** Start of Provided records **
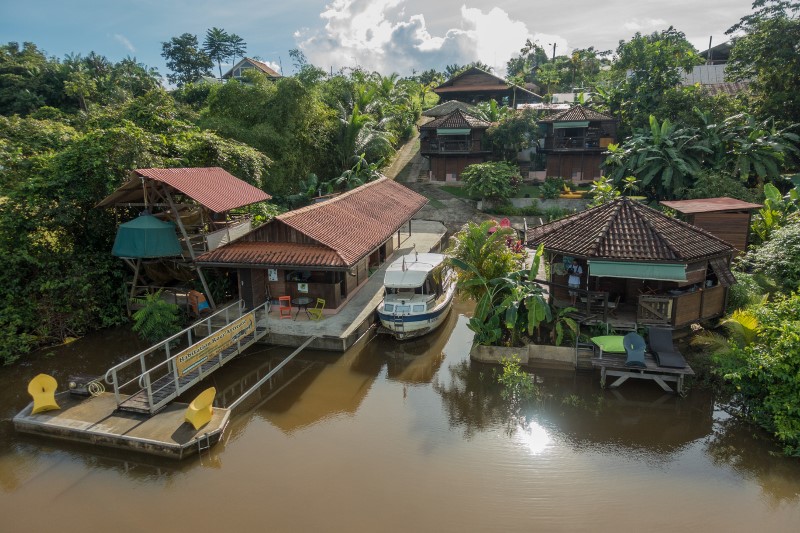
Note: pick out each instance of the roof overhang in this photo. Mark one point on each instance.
(637, 270)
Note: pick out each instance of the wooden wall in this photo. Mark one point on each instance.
(733, 227)
(441, 166)
(568, 165)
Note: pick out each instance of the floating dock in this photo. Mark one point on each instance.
(96, 420)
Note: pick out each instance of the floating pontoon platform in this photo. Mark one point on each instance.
(95, 420)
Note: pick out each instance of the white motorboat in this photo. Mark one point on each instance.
(418, 295)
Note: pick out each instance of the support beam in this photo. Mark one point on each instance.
(179, 222)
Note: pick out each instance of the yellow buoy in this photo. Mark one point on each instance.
(43, 390)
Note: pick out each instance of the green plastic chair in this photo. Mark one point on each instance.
(316, 312)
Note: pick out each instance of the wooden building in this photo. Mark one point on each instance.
(452, 142)
(574, 142)
(664, 271)
(475, 85)
(325, 250)
(247, 64)
(727, 218)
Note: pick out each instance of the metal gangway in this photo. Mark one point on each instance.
(148, 381)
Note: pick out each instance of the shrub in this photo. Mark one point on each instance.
(551, 188)
(766, 373)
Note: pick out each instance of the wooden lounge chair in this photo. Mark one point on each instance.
(664, 351)
(43, 388)
(199, 412)
(634, 347)
(315, 313)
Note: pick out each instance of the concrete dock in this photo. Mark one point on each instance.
(339, 331)
(94, 420)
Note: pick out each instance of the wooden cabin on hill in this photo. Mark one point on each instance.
(452, 142)
(475, 85)
(574, 142)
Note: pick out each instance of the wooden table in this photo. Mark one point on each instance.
(614, 365)
(301, 302)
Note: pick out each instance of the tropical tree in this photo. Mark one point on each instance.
(646, 75)
(238, 47)
(185, 59)
(217, 46)
(493, 181)
(665, 158)
(483, 247)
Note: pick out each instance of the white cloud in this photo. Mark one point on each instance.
(124, 41)
(645, 25)
(380, 35)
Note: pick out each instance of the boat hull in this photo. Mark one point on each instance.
(403, 327)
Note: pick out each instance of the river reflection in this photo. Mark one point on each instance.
(406, 436)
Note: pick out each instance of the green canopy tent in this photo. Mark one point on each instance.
(145, 237)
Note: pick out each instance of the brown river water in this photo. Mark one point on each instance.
(404, 437)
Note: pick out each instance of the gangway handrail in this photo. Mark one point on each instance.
(168, 365)
(153, 348)
(271, 373)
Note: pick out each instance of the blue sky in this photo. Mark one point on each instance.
(384, 35)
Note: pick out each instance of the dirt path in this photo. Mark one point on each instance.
(453, 212)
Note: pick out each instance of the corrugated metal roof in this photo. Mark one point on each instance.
(212, 187)
(708, 205)
(626, 230)
(358, 221)
(456, 119)
(273, 254)
(576, 113)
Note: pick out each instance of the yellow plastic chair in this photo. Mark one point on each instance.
(43, 390)
(199, 412)
(316, 312)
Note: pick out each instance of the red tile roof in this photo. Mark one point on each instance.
(708, 205)
(212, 187)
(345, 229)
(576, 113)
(626, 230)
(456, 119)
(276, 254)
(358, 221)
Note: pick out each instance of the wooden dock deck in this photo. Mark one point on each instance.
(611, 364)
(96, 421)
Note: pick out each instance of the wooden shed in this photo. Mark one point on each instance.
(727, 218)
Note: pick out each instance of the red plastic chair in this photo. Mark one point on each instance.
(285, 306)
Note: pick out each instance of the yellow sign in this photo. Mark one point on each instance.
(201, 351)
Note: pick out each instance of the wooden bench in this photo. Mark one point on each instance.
(614, 365)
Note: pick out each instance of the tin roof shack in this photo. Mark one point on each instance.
(574, 142)
(452, 142)
(727, 218)
(201, 202)
(475, 85)
(662, 271)
(325, 250)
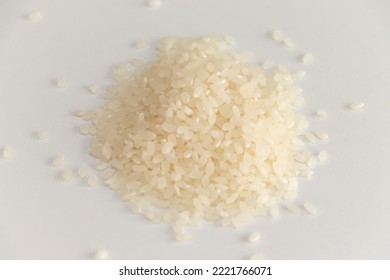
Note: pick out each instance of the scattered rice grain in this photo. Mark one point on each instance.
(92, 88)
(322, 135)
(288, 43)
(154, 3)
(310, 208)
(8, 152)
(322, 156)
(277, 35)
(293, 208)
(356, 106)
(101, 255)
(61, 83)
(142, 44)
(254, 237)
(58, 160)
(43, 135)
(67, 175)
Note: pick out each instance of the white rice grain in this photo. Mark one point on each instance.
(154, 3)
(92, 181)
(321, 113)
(142, 44)
(254, 237)
(61, 82)
(43, 135)
(82, 171)
(92, 88)
(307, 58)
(288, 43)
(322, 156)
(310, 208)
(293, 208)
(58, 160)
(67, 175)
(356, 106)
(322, 135)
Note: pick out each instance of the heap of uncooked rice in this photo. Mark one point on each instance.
(200, 134)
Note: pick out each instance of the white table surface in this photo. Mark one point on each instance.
(44, 218)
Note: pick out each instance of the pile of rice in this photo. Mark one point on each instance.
(200, 134)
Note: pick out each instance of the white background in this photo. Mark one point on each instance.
(44, 218)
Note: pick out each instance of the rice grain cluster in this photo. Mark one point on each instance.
(200, 134)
** End of Provided records **
Reproduce the entries exactly. Do not carry over any picture.

Finished answer:
Note: pick out each instance of the roof overhang in this photo. Mark one point on each instance.
(637, 270)
Note: pick out each instance of the wooden wall in this photo. Mark one point on each instance.
(733, 227)
(441, 166)
(568, 165)
Note: pick out each instance of the floating dock in this photo. Mark one point on each instance.
(96, 420)
Note: pick out each instance of the floating pontoon platform in this photo. Mark one point on each instance.
(95, 420)
Note: pick out each instance of the white motorboat in this photo. Mark one point on each instance.
(418, 295)
Note: pick out each instance of the support beam in this photo. Mark one point on each instance.
(179, 222)
Note: pick out each instance of the yellow buoy in this photo. Mark one point on each instance.
(43, 390)
Note: pick out each instance of the green plastic chair in this photo. Mark one point on each instance.
(316, 312)
Note: pick out each instance of the wooden building in this photo. Mark one point on each instance.
(452, 142)
(574, 142)
(664, 271)
(475, 85)
(325, 250)
(247, 64)
(727, 218)
Note: pick out each instance of the metal gangway in this photo. Mark one point on each instance.
(148, 381)
Note: pick out each instance of the shrub in this photo. Mark one point on each instance.
(551, 188)
(766, 373)
Note: pick out each instance of the wooden lounge chair in this photo. Mark one point on each instance.
(664, 351)
(43, 388)
(199, 412)
(634, 347)
(315, 313)
Note: pick out each instance of the concrete dock in this photo. Mark one point on each instance.
(339, 331)
(94, 420)
Note: pick out each instance of the wooden cabin on hill in this photo. Mark one point on each instance.
(452, 142)
(475, 85)
(574, 142)
Note: pick out each instance of the wooden table in this photo. Mark one point on each instance.
(614, 365)
(301, 302)
Note: pick out each instance of the tropical tree in this photo. Mark one point on each instance.
(646, 75)
(238, 47)
(185, 59)
(217, 46)
(493, 181)
(665, 158)
(483, 247)
Note: pick out each instance of the white cloud in this photo. Mark one point on each instance.
(124, 41)
(645, 25)
(380, 35)
Note: pick out each instance of the boat hull in this photo. Mark one point on each instance.
(403, 327)
Note: pick out each instance of the river reflection in this photo. Mark one point on each instance.
(406, 436)
Note: pick out each instance of the green canopy tent in this photo. Mark one point on each instance.
(145, 237)
Note: pick out each instance of the brown river water in this photo. Mark one point on each instance.
(404, 437)
Note: pick out each instance of the gangway handrail in this photo. Mark one point on each instance.
(168, 365)
(153, 348)
(271, 373)
Note: pick out each instance of the blue sky in this photo. Mark one point on each instance.
(384, 35)
Note: pick out each instance of the dirt path in this photo. Mark one point on each instance.
(453, 212)
Note: pick out each instance of the corrugated metal roof in this photo. Mark one point on each instance.
(212, 187)
(708, 205)
(626, 230)
(358, 221)
(456, 119)
(273, 254)
(576, 113)
Note: pick out each instance of the yellow plastic chair in this photo. Mark one point on each instance.
(43, 390)
(199, 412)
(316, 312)
Note: pick out each instance of the red tile roof in this photo. Mark one point on each instance.
(708, 205)
(212, 187)
(345, 229)
(576, 113)
(626, 230)
(456, 119)
(276, 254)
(358, 221)
Note: pick out each instance of the wooden dock deck in this photo. Mark one point on each instance.
(611, 364)
(96, 421)
Note: pick out each instance of the wooden shed in this photo. Mark one point on each instance.
(727, 218)
Note: pick out each instance of the red plastic chair in this photo. Mark one point on each instance.
(285, 306)
Note: pick out each instance of the yellow sign in this photo. Mark one point on each instance.
(201, 351)
Note: pick out each instance of the wooden bench in this photo. Mark one point on each instance.
(614, 365)
Note: pick out each instance of the tin roof shack in this photo. Mark one point on each instance.
(574, 142)
(452, 142)
(727, 218)
(201, 202)
(475, 85)
(662, 271)
(325, 250)
Note: pick out each instance of the scattered rice grain in this photo. Mark one point on each instance.
(92, 88)
(322, 135)
(288, 43)
(154, 3)
(310, 208)
(8, 152)
(322, 156)
(277, 35)
(293, 208)
(356, 106)
(101, 255)
(61, 83)
(142, 44)
(254, 237)
(58, 160)
(43, 135)
(67, 175)
Note: pick out each instance of the white rice grain in this photo. Mark one point on each instance.
(154, 3)
(92, 181)
(321, 113)
(142, 44)
(254, 237)
(61, 82)
(43, 135)
(82, 171)
(92, 88)
(307, 58)
(288, 43)
(322, 156)
(310, 208)
(293, 208)
(58, 160)
(67, 175)
(356, 106)
(322, 135)
Note: pick out each instance of the heap of uncooked rice in this photo. Mark one point on each instance.
(200, 134)
Note: pick out each instance of the white table surface in this photo. Mark one point on each instance.
(44, 218)
Note: pick out each instance of the pile of rice in this photo. Mark one point on each instance.
(200, 134)
Note: pick out each instance of the white background in this photo. Mark one point on each instance.
(44, 218)
Note: pick out each instance of the rice grain cluster in this photo. Mark one point on each instance.
(200, 134)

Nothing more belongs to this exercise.